((

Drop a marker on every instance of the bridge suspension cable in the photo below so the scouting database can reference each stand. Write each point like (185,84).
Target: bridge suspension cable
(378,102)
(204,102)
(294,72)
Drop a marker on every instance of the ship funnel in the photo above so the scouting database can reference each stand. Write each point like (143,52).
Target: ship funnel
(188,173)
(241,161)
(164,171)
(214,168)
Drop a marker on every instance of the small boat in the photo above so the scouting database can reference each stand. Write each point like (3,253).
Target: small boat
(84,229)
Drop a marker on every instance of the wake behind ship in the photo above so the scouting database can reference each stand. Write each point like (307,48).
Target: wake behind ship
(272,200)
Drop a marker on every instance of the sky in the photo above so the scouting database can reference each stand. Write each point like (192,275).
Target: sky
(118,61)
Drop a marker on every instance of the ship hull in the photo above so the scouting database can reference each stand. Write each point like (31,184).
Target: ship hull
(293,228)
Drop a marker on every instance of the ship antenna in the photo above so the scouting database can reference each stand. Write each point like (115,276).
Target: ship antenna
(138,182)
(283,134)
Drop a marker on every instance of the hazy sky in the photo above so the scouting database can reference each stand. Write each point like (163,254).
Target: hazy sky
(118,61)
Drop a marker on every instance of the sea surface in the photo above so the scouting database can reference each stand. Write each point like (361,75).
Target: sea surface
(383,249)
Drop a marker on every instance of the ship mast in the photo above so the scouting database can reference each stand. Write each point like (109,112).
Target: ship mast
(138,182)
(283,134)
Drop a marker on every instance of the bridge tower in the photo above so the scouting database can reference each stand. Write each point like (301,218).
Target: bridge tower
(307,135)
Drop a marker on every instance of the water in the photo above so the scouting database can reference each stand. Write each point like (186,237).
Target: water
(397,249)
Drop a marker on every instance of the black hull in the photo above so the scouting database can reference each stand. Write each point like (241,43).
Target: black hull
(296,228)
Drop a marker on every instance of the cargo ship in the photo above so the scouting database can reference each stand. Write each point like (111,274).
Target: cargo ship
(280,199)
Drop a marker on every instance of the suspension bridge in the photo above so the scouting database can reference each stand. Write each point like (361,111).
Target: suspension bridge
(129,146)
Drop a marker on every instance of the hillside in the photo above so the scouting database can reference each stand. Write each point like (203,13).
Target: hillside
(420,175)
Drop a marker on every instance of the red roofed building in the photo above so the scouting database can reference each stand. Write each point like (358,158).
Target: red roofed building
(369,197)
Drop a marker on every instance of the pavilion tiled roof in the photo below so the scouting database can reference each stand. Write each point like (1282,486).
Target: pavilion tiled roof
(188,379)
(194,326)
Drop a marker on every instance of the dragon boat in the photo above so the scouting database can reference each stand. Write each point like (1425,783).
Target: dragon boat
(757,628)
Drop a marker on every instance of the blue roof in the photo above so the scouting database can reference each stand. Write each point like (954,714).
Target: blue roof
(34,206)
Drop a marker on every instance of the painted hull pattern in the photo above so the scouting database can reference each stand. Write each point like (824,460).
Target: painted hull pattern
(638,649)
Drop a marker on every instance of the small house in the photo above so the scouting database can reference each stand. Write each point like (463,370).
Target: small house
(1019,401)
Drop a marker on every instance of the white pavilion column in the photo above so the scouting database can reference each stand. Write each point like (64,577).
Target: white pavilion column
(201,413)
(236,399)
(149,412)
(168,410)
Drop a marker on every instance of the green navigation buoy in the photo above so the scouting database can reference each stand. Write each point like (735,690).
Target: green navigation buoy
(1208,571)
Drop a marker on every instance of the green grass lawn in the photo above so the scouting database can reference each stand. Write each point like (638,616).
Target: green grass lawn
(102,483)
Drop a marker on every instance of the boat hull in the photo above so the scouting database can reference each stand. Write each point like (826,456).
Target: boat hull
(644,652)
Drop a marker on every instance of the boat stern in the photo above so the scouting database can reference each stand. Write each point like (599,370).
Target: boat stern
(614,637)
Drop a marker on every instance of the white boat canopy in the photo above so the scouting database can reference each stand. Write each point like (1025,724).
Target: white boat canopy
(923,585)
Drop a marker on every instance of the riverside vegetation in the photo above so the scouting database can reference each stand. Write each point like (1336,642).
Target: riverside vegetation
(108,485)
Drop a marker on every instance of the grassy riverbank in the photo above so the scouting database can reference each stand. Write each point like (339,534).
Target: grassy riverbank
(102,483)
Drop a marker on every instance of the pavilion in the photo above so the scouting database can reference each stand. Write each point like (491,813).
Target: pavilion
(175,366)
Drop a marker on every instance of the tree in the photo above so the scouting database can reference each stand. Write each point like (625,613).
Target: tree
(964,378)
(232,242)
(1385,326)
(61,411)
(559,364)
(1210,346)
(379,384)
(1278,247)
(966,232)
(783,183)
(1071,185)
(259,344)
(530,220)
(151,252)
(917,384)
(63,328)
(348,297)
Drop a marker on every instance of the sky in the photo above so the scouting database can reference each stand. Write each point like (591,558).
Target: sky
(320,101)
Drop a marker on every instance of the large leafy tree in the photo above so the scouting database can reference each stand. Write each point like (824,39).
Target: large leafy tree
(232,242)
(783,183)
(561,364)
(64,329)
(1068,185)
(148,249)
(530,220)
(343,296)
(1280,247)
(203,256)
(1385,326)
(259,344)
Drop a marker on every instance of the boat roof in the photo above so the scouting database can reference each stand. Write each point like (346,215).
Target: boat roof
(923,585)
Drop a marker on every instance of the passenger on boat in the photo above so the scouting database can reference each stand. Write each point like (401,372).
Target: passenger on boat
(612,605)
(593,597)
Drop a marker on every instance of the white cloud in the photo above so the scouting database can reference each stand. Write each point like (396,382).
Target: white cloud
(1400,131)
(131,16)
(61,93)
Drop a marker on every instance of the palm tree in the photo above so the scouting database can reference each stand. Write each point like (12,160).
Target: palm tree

))

Can you give the rows again, from the line with "Drop a marker on every instance of the boat roof" through the end of the rows, with "scouting database" replaced by "mapping database" and everything else left unchanged?

* RESPONSE FOR THIS EXERCISE *
Drop a marker on every instance of the boat roof in the photo above so the mapping database can reference each stand. Write each point like (346,215).
Target: boat roof
(923,585)
Drop a marker on every instance of the passenger on boat in the photo above so the mapping database can reference each stand. Write each point like (401,372).
Target: passenger on boat
(612,605)
(593,597)
Drop a marker on every instance of the white cloud in the photo above so the mapping database can reference each stand. Write each point like (396,382).
Target: white cloud
(1400,131)
(131,16)
(61,93)
Drop a marker on every instance of the palm tree in the photo above so the mapping database can reference each stand. Write each point like (12,160).
Target: palm tree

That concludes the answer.